Task inputs section start
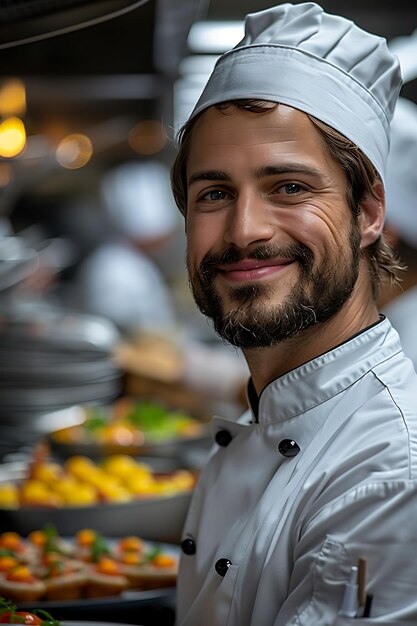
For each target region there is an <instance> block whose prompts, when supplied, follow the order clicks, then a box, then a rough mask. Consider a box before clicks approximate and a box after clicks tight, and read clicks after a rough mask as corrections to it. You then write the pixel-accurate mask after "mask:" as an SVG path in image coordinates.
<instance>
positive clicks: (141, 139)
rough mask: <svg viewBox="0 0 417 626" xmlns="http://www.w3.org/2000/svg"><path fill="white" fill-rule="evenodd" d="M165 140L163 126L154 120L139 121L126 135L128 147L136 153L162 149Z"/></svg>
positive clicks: (154, 152) (164, 143)
mask: <svg viewBox="0 0 417 626" xmlns="http://www.w3.org/2000/svg"><path fill="white" fill-rule="evenodd" d="M166 141H167V136H166V132H165V129H164V126H163V125H162V124H161V122H158V121H156V120H145V121H144V122H139V124H136V126H134V127H133V128H132V130H131V131H130V132H129V135H128V142H129V145H130V147H131V148H132V150H134V151H135V152H137V153H138V154H155V153H156V152H159V151H160V150H162V148H163V147H164V146H165V144H166Z"/></svg>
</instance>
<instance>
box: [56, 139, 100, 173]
mask: <svg viewBox="0 0 417 626" xmlns="http://www.w3.org/2000/svg"><path fill="white" fill-rule="evenodd" d="M92 156H93V143H92V141H91V139H90V138H89V137H87V135H83V134H81V133H74V134H72V135H68V136H67V137H64V139H62V141H61V142H60V143H59V145H58V147H57V149H56V159H57V161H58V163H59V164H60V165H62V167H65V168H66V169H70V170H76V169H79V168H80V167H84V165H86V164H87V163H88V162H89V161H90V159H91V157H92Z"/></svg>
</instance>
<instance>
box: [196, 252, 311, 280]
mask: <svg viewBox="0 0 417 626" xmlns="http://www.w3.org/2000/svg"><path fill="white" fill-rule="evenodd" d="M276 258H285V259H288V260H290V261H298V262H299V263H300V266H301V268H302V269H303V270H306V269H309V268H310V267H311V266H312V263H313V253H312V252H311V250H309V248H307V246H305V245H304V244H302V243H292V244H287V245H283V246H278V245H275V246H271V245H262V246H257V247H256V248H252V249H251V250H242V249H241V248H237V247H236V246H233V247H229V248H227V249H225V250H223V251H221V252H218V253H214V252H208V253H207V254H206V255H205V257H204V258H203V260H202V261H201V263H200V267H199V275H200V278H201V279H202V281H203V282H206V281H208V280H211V278H212V277H213V276H214V275H215V274H216V272H217V268H218V267H219V266H220V265H222V266H224V265H231V264H233V263H239V262H241V261H244V260H247V259H251V260H256V261H267V260H269V259H271V260H273V259H276Z"/></svg>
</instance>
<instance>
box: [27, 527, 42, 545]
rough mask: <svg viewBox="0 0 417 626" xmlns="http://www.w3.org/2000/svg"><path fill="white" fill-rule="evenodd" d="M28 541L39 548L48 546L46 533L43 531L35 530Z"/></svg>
mask: <svg viewBox="0 0 417 626" xmlns="http://www.w3.org/2000/svg"><path fill="white" fill-rule="evenodd" d="M28 539H29V541H30V542H31V543H33V545H35V546H37V547H38V548H43V547H44V545H45V544H46V533H44V531H43V530H33V531H32V532H31V533H29V535H28Z"/></svg>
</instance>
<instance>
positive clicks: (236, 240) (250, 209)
mask: <svg viewBox="0 0 417 626" xmlns="http://www.w3.org/2000/svg"><path fill="white" fill-rule="evenodd" d="M273 235H274V227H273V223H272V220H271V215H270V213H269V212H268V210H267V209H266V207H265V206H264V203H263V201H262V198H261V197H259V196H258V195H257V194H256V193H253V192H250V191H247V192H244V193H242V194H240V195H239V196H238V197H237V199H236V201H235V203H234V205H233V207H231V208H230V211H229V214H228V217H227V224H226V229H225V241H226V243H228V244H234V245H235V246H238V247H239V248H246V247H248V246H249V245H250V244H253V243H256V242H258V243H260V242H265V241H269V240H270V239H272V237H273Z"/></svg>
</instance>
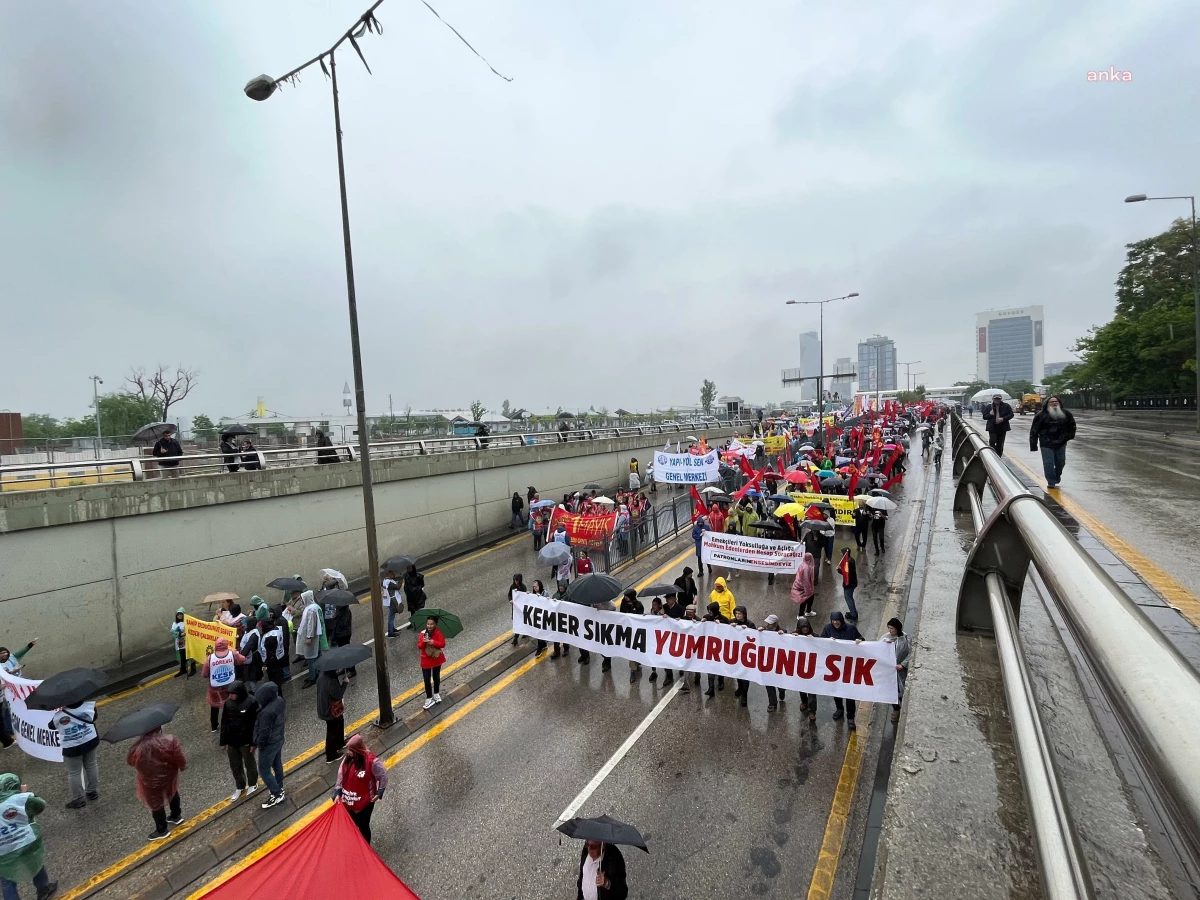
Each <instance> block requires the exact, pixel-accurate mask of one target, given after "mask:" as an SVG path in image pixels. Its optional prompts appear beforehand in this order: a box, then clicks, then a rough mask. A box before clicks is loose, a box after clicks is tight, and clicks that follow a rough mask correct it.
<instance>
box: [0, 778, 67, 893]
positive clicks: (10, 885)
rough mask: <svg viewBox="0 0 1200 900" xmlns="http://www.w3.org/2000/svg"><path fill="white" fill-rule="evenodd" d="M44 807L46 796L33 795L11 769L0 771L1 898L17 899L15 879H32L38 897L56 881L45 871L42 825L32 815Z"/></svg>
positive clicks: (16, 885)
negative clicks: (20, 783) (42, 839)
mask: <svg viewBox="0 0 1200 900" xmlns="http://www.w3.org/2000/svg"><path fill="white" fill-rule="evenodd" d="M44 810H46V800H43V799H42V798H41V797H35V796H34V793H32V792H30V791H29V790H28V787H26V786H25V785H23V784H20V778H19V776H18V775H14V774H12V773H11V772H7V773H5V774H4V775H0V822H4V827H2V828H0V890H2V892H4V900H20V895H19V894H18V893H17V886H18V883H23V882H28V881H31V882H34V888H35V889H36V890H37V900H47V898H49V896H50V895H52V894H53V893H54V892H55V890H58V887H59V884H58V882H56V881H50V876H49V875H47V874H46V850H44V847H43V846H42V826H41V824H38V823H37V822H35V821H34V820H35V817H36V816H40V815H41V814H42V812H43V811H44Z"/></svg>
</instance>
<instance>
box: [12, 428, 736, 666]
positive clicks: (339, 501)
mask: <svg viewBox="0 0 1200 900" xmlns="http://www.w3.org/2000/svg"><path fill="white" fill-rule="evenodd" d="M731 434H732V432H730V431H712V432H709V433H708V438H709V440H710V442H716V440H724V439H725V438H727V437H730V436H731ZM664 440H665V438H664V437H661V436H658V434H655V436H646V437H625V438H619V439H612V440H592V442H577V443H568V444H548V445H541V446H521V448H506V449H503V450H488V451H484V452H463V454H443V455H436V456H422V457H409V458H397V460H380V461H377V462H374V463H373V464H372V481H373V484H374V497H376V518H377V524H378V535H379V552H380V556H382V557H386V556H390V554H394V553H409V554H415V556H419V557H420V556H428V554H431V553H436V552H438V551H439V550H444V548H448V547H451V546H455V545H460V544H464V542H469V541H472V540H473V539H476V538H479V536H480V535H484V534H487V533H490V532H494V530H496V529H497V528H503V527H504V526H505V524H506V523H508V521H509V516H510V505H509V504H510V500H511V498H512V492H514V491H516V492H518V493H520V494H521V496H522V498H523V497H524V496H526V491H527V486H528V485H535V486H536V487H538V488H539V491H540V492H541V496H542V497H544V498H546V499H550V498H559V499H560V498H562V496H563V494H564V493H566V492H569V491H577V490H580V488H581V487H583V485H586V484H588V482H589V481H598V482H599V484H602V485H605V486H606V487H607V486H612V485H616V484H618V482H624V481H625V480H626V479H628V473H629V461H630V457H634V456H636V457H638V460H640V461H641V463H642V469H643V472H644V469H646V466H647V464H648V463H649V460H650V454H652V452H653V451H654V450H656V449H659V448H661V446H662V442H664ZM359 475H360V473H359V466H358V463H337V464H331V466H313V467H310V468H293V469H269V470H264V472H253V473H245V472H240V473H236V474H224V475H203V476H196V478H188V479H178V480H169V481H168V480H155V481H143V482H133V484H114V485H94V486H86V487H73V488H61V490H56V491H40V492H22V493H11V494H10V493H5V494H0V635H2V637H0V641H4V642H5V643H7V644H8V646H19V644H22V643H24V642H25V641H28V640H29V638H31V637H40V638H41V642H40V643H38V649H37V659H36V664H37V665H36V666H34V671H35V672H36V673H38V674H44V673H50V672H54V671H56V670H59V668H67V667H70V666H84V665H86V666H97V667H104V668H115V667H127V666H137V664H138V660H142V659H145V658H148V656H151V655H160V654H162V653H163V652H164V650H166V649H168V648H169V646H170V644H169V628H170V622H172V620H173V618H174V612H175V608H176V607H179V606H184V607H187V608H188V611H190V612H192V613H193V614H199V610H197V606H196V605H197V602H198V601H199V600H200V599H202V598H204V595H205V594H209V593H212V592H216V590H233V592H235V593H238V594H240V595H241V596H242V598H247V599H248V598H250V596H251V595H252V594H254V593H258V594H262V595H263V596H265V598H268V599H269V600H270V601H275V600H277V599H278V594H275V593H274V592H271V593H272V596H268V594H266V592H265V589H264V587H263V586H264V584H265V583H266V582H268V581H270V580H271V578H275V577H278V576H282V575H293V574H295V572H299V574H301V575H302V576H304V577H305V580H306V581H308V583H310V584H312V583H316V582H317V581H319V578H317V570H318V569H320V568H323V566H332V568H336V569H340V570H341V571H342V572H344V574H346V576H347V577H348V578H352V580H354V578H358V577H362V576H365V575H366V574H367V563H366V542H365V536H364V535H365V532H364V527H362V491H361V480H360V476H359ZM30 662H35V660H32V659H31V660H30Z"/></svg>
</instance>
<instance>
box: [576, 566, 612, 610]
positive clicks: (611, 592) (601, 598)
mask: <svg viewBox="0 0 1200 900" xmlns="http://www.w3.org/2000/svg"><path fill="white" fill-rule="evenodd" d="M624 590H625V587H624V586H623V584H622V583H620V582H619V581H618V580H617V578H614V577H612V576H611V575H606V574H604V572H593V574H592V575H584V576H582V577H580V578H576V580H575V581H572V582H571V586H570V587H569V588H568V589H566V599H568V600H570V601H571V602H572V604H582V605H583V606H595V605H596V604H605V602H608V601H610V600H616V599H617V598H618V596H620V595H622V593H623V592H624Z"/></svg>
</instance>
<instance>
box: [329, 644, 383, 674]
mask: <svg viewBox="0 0 1200 900" xmlns="http://www.w3.org/2000/svg"><path fill="white" fill-rule="evenodd" d="M367 659H371V648H370V647H366V646H364V644H361V643H348V644H346V647H334V648H331V649H328V650H325V652H324V653H323V654H320V656H319V658H318V659H317V671H318V672H336V671H337V670H338V668H352V667H354V666H356V665H359V662H361V661H362V660H367Z"/></svg>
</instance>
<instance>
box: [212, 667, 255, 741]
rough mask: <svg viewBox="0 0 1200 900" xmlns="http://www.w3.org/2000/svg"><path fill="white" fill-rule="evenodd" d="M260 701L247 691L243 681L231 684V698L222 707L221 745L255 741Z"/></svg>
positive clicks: (221, 714) (229, 694)
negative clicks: (255, 727) (246, 690)
mask: <svg viewBox="0 0 1200 900" xmlns="http://www.w3.org/2000/svg"><path fill="white" fill-rule="evenodd" d="M257 719H258V701H257V700H254V697H251V696H250V695H248V694H247V692H246V685H245V684H244V683H242V682H234V683H233V684H232V685H229V700H227V701H226V702H224V706H223V707H222V708H221V746H250V745H252V744H253V743H254V721H256V720H257Z"/></svg>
Task inputs section end
Scan the records above for the string "pixel", and copy every line where it turns up.

* **Answer section**:
For each target region there is an <instance> block whose prompts, when supplied, follow the order clicks, then a box, then a rough mask. Consider a box before clicks approximate and a box after clicks tight, and read clicks after a rough mask as corrections to it. You then write the pixel-accurate mask after "mask:" as an SVG path in image coordinates.
Each <instance> block requires the exact, pixel-accurate mask of one target, given after "mask:" as an SVG path in image pixels. Its optional prompts appear beforehand in this order: a box, then clicks, then a rough mask. A box before clicks is loose, a box after clicks is tight, and clicks that follow a rough mask correct it.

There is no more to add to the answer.